[Source records]
========================

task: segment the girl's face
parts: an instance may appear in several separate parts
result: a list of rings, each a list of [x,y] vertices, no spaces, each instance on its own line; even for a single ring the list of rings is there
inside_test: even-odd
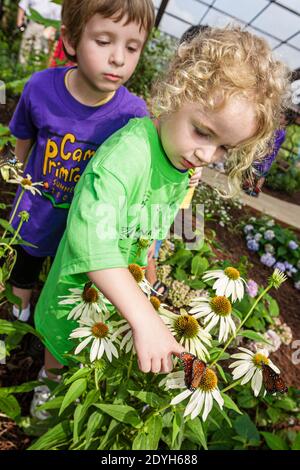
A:
[[[158,122],[162,146],[179,170],[203,167],[219,160],[255,135],[254,105],[242,97],[230,98],[222,109],[203,110],[186,103]]]

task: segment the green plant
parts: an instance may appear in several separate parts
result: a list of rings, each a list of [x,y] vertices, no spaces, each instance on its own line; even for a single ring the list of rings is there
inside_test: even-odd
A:
[[[175,48],[175,40],[153,30],[138,66],[126,86],[136,95],[149,99],[151,87],[161,76]]]

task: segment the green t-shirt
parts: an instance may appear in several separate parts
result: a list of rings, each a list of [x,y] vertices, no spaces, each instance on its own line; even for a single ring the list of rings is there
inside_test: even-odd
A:
[[[35,311],[37,330],[62,364],[75,343],[78,326],[67,320],[73,306],[59,296],[83,288],[87,272],[147,264],[149,243],[166,238],[188,188],[188,174],[168,160],[148,118],[131,119],[113,134],[87,165],[79,180],[67,227]]]

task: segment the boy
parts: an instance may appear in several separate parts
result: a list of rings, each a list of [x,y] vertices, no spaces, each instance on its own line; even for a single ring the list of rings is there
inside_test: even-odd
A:
[[[17,248],[11,274],[13,292],[22,300],[21,312],[13,307],[20,320],[29,318],[32,288],[45,257],[56,253],[87,163],[129,119],[148,114],[145,102],[123,84],[153,24],[151,0],[65,0],[61,32],[66,54],[77,67],[35,73],[24,88],[10,130],[17,137],[19,160],[30,154],[24,174],[43,181],[44,188],[42,196],[26,191],[18,208],[30,215],[20,235],[35,245]],[[12,225],[18,225],[17,214]]]

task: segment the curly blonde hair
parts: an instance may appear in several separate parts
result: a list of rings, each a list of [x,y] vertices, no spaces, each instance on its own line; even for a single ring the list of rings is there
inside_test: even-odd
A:
[[[186,102],[220,109],[233,96],[254,104],[257,131],[228,152],[227,197],[239,192],[245,175],[251,177],[254,160],[270,151],[280,113],[288,103],[289,71],[273,56],[267,42],[236,25],[201,31],[178,47],[166,76],[155,84],[151,103],[153,115],[160,117]],[[217,106],[217,100],[221,105]]]

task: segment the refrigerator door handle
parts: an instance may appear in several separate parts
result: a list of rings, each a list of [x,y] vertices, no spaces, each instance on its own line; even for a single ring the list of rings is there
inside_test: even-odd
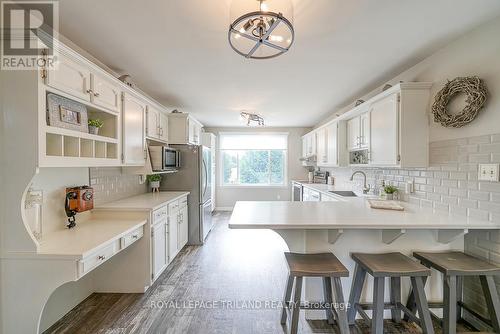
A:
[[[202,201],[203,198],[205,198],[205,194],[207,193],[207,188],[208,188],[208,171],[207,171],[207,164],[205,163],[205,160],[203,160],[203,172],[205,173],[205,178],[204,178],[204,185],[203,185],[203,195],[201,196]]]

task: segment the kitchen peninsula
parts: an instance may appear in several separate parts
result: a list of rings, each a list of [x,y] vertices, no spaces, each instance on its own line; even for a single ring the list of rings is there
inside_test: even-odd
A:
[[[397,251],[411,255],[421,250],[463,250],[463,236],[468,231],[500,229],[498,223],[448,215],[405,202],[400,203],[404,211],[390,211],[370,208],[366,196],[329,196],[333,200],[328,202],[237,202],[229,227],[271,229],[284,239],[291,252],[334,253],[350,272],[343,283],[345,296],[349,295],[354,270],[352,252]],[[372,295],[371,286],[366,285],[362,298]],[[403,282],[402,287],[404,296],[408,282]],[[305,299],[320,300],[321,294],[320,281],[307,278]],[[432,276],[427,294],[430,301],[439,300],[440,277]],[[308,317],[316,318],[312,312]],[[324,312],[317,314],[322,318]]]

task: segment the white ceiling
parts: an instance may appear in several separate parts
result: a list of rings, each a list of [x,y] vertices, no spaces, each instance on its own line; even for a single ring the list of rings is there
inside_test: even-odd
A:
[[[500,15],[498,0],[294,0],[292,49],[247,60],[227,42],[229,2],[63,0],[60,30],[207,126],[243,125],[243,109],[312,126]]]

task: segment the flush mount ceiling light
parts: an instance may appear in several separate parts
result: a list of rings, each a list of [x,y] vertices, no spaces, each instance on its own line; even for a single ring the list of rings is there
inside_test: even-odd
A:
[[[287,52],[293,44],[291,0],[233,0],[229,45],[252,59],[269,59]]]
[[[260,115],[242,111],[240,116],[247,123],[247,126],[264,126],[264,118]]]

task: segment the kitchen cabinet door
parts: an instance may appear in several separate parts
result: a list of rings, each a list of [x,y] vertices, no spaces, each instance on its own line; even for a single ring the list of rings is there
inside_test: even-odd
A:
[[[168,264],[168,230],[167,223],[162,221],[151,228],[151,251],[153,257],[153,280],[163,272]]]
[[[48,71],[46,83],[64,93],[90,101],[90,69],[69,56],[58,56],[57,66]]]
[[[318,166],[326,166],[328,164],[327,156],[327,132],[326,128],[321,128],[316,131],[316,154]]]
[[[338,156],[338,123],[330,124],[326,128],[327,133],[327,157],[328,157],[328,166],[338,166],[339,164],[339,156]]]
[[[398,96],[393,94],[372,104],[370,109],[370,164],[398,164]]]
[[[160,126],[160,136],[159,139],[167,142],[168,141],[168,116],[164,113],[159,113],[159,126]]]
[[[130,95],[123,95],[123,163],[144,166],[146,150],[144,138],[144,116],[146,104]]]
[[[180,251],[188,242],[188,207],[179,211],[179,230],[178,230],[177,251]]]
[[[120,111],[121,89],[105,75],[92,73],[92,102],[109,110]]]
[[[146,136],[149,138],[160,138],[160,112],[154,107],[148,106],[146,111]]]
[[[360,130],[359,116],[347,121],[347,148],[349,150],[359,149],[361,136]]]
[[[359,147],[368,148],[370,145],[370,113],[359,116]]]
[[[179,212],[171,213],[168,216],[168,261],[172,262],[178,249],[179,233]]]

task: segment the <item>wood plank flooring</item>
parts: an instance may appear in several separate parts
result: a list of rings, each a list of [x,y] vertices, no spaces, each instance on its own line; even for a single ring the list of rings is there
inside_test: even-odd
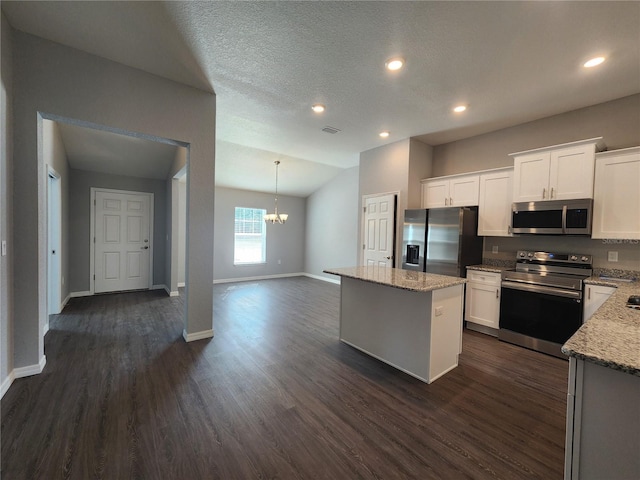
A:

========================

EXERCISE DESCRIPTION: Since the copy must exclude the pictures, transcribe only the text of the records, word for word.

ANSWER BOX:
task: segment the girl's face
parts: an instance may appear in several separate parts
result: a list of rings, each a list of [x,y] vertices, no spaces, each instance on its own line; even for a single ring the list of rings is there
inside_test: even-odd
A:
[[[158,122],[162,146],[179,170],[203,167],[219,160],[255,135],[254,105],[242,97],[230,98],[222,109],[203,110],[186,103]]]

task: segment the green plant
parts: an instance may appear in several separate parts
result: a list of rings, each a list of [x,y] vertices, no spaces, each instance on its own line; even for a single ring the list of rings is there
inside_test: even-odd
A:
[[[175,48],[175,40],[153,30],[138,66],[126,86],[136,95],[149,99],[151,87],[161,76]]]

task: segment the green t-shirt
parts: an instance may appear in several separate parts
result: a list of rings, each a list of [x,y] vertices, no spaces, each instance on its own line; even for a single ring the list of rings is there
inside_test: even-odd
A:
[[[35,311],[37,330],[62,364],[75,343],[78,326],[67,320],[73,306],[59,296],[83,288],[87,272],[147,264],[149,243],[166,238],[188,188],[188,174],[168,160],[148,118],[131,119],[113,134],[87,165],[79,180],[67,227]]]

task: segment the boy
parts: an instance may appear in several separate parts
result: a list of rings, each a list of [x,y] vertices, no spaces, each instance on its own line; even for a single ring the list of rings is there
inside_test: even-odd
A:
[[[17,248],[11,274],[13,292],[22,300],[21,312],[13,307],[20,320],[29,318],[32,288],[45,257],[56,253],[87,163],[129,119],[148,114],[145,102],[123,84],[153,24],[151,0],[65,0],[61,32],[66,54],[77,67],[35,73],[24,88],[10,130],[17,137],[19,160],[30,154],[24,174],[43,181],[44,188],[42,196],[26,191],[18,208],[30,215],[20,235],[35,245]],[[12,225],[18,225],[17,214]]]

task: segment the curly blonde hair
parts: an instance may appear in several separate parts
result: a list of rings, each a list of [x,y] vertices, no spaces, each instance on its own line; even for a single ring the list of rings is there
inside_test: even-odd
A:
[[[186,102],[220,109],[233,96],[254,104],[257,131],[228,152],[227,197],[239,192],[245,175],[251,177],[254,160],[270,151],[280,113],[288,103],[289,71],[273,56],[267,42],[236,25],[201,31],[178,47],[166,76],[155,84],[151,103],[153,115],[160,117]],[[217,106],[217,100],[221,105]]]

task: segment the refrigerator door handle
parts: an instance may appear in several separate parts
result: a list of rings, each a list of [x,y] vertices, no spaces, each instance on its own line; even for a single ring the list of rings is there
inside_test: even-odd
A:
[[[202,201],[203,198],[205,198],[205,194],[207,193],[207,188],[208,188],[208,171],[207,171],[207,164],[205,163],[205,160],[203,160],[203,172],[205,173],[205,178],[204,178],[204,185],[203,185],[203,195],[201,196]]]

task: segment the kitchen peninsula
parts: an instance may appear in several separate parts
result: a list of rings, each a list of [x,y] vertices, no spaces, each instance on its own line; even for a single ring the list of rings is there
inside_test: even-odd
A:
[[[397,251],[411,255],[421,250],[463,250],[463,236],[468,231],[500,229],[498,223],[448,215],[405,202],[400,203],[404,211],[390,211],[370,208],[366,196],[329,196],[333,200],[328,202],[237,202],[229,227],[271,229],[284,239],[291,252],[334,253],[350,272],[343,283],[345,296],[349,295],[354,270],[352,252]],[[372,295],[371,286],[366,285],[362,298]],[[403,282],[402,287],[404,296],[408,282]],[[305,299],[320,300],[321,294],[320,281],[307,278]],[[432,276],[427,294],[430,301],[439,300],[440,277]],[[308,317],[316,318],[312,312]],[[324,312],[317,314],[322,318]]]

task: segment the white ceiling
parts: an instance may appear in several separate parts
result: a list of rings, each a list of [x,y] vertices, no spaces, each instance on its own line; even for a single ring the list of rings is there
inside_test: even-odd
A:
[[[500,15],[498,0],[294,0],[292,49],[247,60],[227,42],[229,2],[63,0],[60,30],[207,126],[243,125],[243,109],[312,126]]]

task: segment the flush mount ceiling light
parts: an instance may appear in several separate parts
result: a list of rings, each a list of [x,y] vertices, no spaces, each instance on its own line; even for a single ring the list of rings is there
inside_test: even-odd
A:
[[[287,52],[293,44],[291,0],[233,0],[229,45],[252,59],[269,59]]]
[[[260,115],[242,111],[240,116],[247,123],[247,126],[264,126],[264,118]]]

task: segment the kitchen cabinet door
parts: an instance may appear in several separate parts
result: a list of rings, each a list of [x,y] vertices, no spaces, each instance on its own line; even for a single ring the list of rings is there
inside_test: even-odd
A:
[[[168,264],[168,230],[167,223],[162,221],[151,228],[151,251],[153,257],[153,280],[163,272]]]
[[[48,71],[46,83],[64,93],[90,101],[90,69],[69,56],[58,56],[57,66]]]
[[[318,166],[326,166],[328,164],[327,156],[327,132],[326,128],[321,128],[316,131],[316,154]]]
[[[338,156],[338,123],[330,124],[326,128],[327,133],[327,157],[328,157],[328,166],[338,166],[339,164],[339,156]]]
[[[398,96],[393,94],[372,104],[370,109],[370,164],[398,164]]]
[[[160,126],[160,136],[159,139],[167,142],[168,141],[168,116],[164,113],[159,113],[159,126]]]
[[[130,95],[123,95],[123,163],[144,166],[146,150],[144,138],[144,116],[146,104]]]
[[[180,251],[188,242],[188,207],[179,211],[179,230],[178,230],[177,251]]]
[[[120,111],[121,89],[105,75],[92,73],[92,102],[109,110]]]
[[[146,136],[149,138],[160,138],[160,112],[154,107],[148,106],[146,111]]]
[[[360,130],[359,116],[347,121],[347,148],[349,150],[359,149],[361,136]]]
[[[359,147],[368,148],[370,145],[370,113],[359,116]]]
[[[179,212],[171,213],[168,216],[168,261],[172,262],[178,249],[179,233]]]

task: segment the <item>wood plank flooring</item>
parts: an instance may appear in several separate parts
result: a list of rings, each a list of [x,y] vertices, no spaces, each instance on its own line; even for a single ring the list of rings is there
inside_test: even-odd
A:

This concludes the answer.